▸ Document section
__________________________________________________

Gone are the days when investors used to be happy with just earnings growth. Now, earnings improvement (no matter how big it is) seems inadequate for solid moves in the market. It is the “BEAT” that matters the most.
There are plenty of reasons behind this phenomenon. After all, a 20% earnings rise (though apparently looks good) doesn’t tell you if earnings growth has been exhibiting a decelerating trend. Also, seasonal fluctuations come into play at times. If a company’s Q1 is seasonally weak and Q4 is strong, then it is likely to report a sequential earnings decline. In such cases, growth rates are misleading while judging the true health of a company.
So, it makes sense to look at the beat ratios of the S&P 500 companies in the Q4 reporting season. As per the Earnings Trends issued on Feb 20, 2019, as much as 89.2% of the S&P 500 market cap have already reported results. Of these, 67.1% beat on earnings in Q4 of 2018 while 62.1% surpassed revenue estimates, translating into a blended beat ratio of 45.8%.

__________________________________________________

▸ Entries supplied
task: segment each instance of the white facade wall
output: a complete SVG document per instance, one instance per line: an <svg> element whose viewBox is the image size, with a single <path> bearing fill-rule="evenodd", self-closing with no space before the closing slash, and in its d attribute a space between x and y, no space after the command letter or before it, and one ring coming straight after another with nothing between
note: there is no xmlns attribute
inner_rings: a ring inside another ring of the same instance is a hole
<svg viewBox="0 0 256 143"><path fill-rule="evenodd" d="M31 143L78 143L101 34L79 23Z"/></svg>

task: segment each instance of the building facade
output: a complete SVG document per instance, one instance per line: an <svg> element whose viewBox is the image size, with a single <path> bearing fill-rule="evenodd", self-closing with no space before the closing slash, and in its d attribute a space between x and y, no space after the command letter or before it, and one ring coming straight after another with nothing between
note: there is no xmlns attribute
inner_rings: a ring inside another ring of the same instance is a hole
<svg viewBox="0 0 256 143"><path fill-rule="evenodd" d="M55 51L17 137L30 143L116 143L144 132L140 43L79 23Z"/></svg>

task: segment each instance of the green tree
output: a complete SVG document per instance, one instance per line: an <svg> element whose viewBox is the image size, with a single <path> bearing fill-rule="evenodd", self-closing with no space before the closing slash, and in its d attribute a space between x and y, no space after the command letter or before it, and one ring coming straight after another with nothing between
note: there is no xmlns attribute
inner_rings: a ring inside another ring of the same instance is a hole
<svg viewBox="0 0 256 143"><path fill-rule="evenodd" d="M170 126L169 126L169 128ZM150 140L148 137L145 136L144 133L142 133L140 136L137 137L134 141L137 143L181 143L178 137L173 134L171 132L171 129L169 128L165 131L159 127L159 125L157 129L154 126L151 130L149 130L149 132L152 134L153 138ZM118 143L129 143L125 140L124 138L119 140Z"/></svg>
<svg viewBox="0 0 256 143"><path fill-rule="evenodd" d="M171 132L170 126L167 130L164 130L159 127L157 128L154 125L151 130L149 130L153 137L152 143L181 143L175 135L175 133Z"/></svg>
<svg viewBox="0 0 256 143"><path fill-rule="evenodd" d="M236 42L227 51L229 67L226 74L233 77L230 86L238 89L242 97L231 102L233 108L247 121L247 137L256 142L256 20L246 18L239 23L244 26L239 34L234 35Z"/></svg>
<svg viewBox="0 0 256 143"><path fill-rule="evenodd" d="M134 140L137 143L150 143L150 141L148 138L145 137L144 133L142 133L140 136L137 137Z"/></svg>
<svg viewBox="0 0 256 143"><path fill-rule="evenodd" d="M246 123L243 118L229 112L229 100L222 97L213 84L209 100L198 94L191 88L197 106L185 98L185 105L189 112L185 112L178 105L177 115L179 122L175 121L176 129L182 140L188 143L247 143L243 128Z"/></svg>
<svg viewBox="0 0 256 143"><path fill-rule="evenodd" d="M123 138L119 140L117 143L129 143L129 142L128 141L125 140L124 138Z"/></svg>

__________________________________________________

▸ Objective
Reproduce the earnings passage word for word, starting at "So, it makes" and ending at "ratio of 45.8%.". The rows have no connection to the earnings passage.

▸ Full response
So, it makes sense to look at the beat ratios of the S&P 500 companies in the Q4 reporting season. As per the Earnings Trends issued on Feb 20, 2019, as much as 89.2% of the S&P 500 market cap have already reported results. Of these, 67.1% beat on earnings in Q4 of 2018 while 62.1% surpassed revenue estimates, translating into a blended beat ratio of 45.8%.